* WHAT IS BEING ASKED *
Copy out every line of the data that has the word "grey" somewhere in it.

(Records from a dataset)
_____
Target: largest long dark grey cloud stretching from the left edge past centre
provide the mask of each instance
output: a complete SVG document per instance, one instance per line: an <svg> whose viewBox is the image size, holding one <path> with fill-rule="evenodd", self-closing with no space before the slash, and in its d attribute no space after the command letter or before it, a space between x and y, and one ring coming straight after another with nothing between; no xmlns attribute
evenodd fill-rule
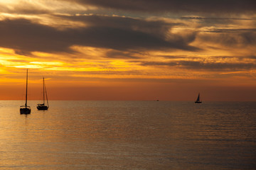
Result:
<svg viewBox="0 0 256 170"><path fill-rule="evenodd" d="M33 51L73 52L70 50L72 45L114 50L198 50L188 45L193 42L196 33L185 37L169 34L171 39L166 39L171 26L161 21L103 16L73 16L73 19L83 20L87 26L59 30L26 19L0 21L0 46L13 48L23 55Z"/></svg>

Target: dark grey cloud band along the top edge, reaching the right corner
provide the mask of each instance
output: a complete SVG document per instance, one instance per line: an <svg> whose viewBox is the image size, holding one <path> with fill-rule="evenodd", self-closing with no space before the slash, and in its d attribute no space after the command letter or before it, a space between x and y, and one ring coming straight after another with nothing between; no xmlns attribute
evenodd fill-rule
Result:
<svg viewBox="0 0 256 170"><path fill-rule="evenodd" d="M67 0L68 1L68 0ZM80 4L114 8L127 11L171 12L177 11L196 13L244 13L255 12L255 0L76 0Z"/></svg>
_____
* REPLY *
Target: largest long dark grey cloud stretching from the left edge past centre
Target: dark grey cloud band along the top edge, reaching the right corner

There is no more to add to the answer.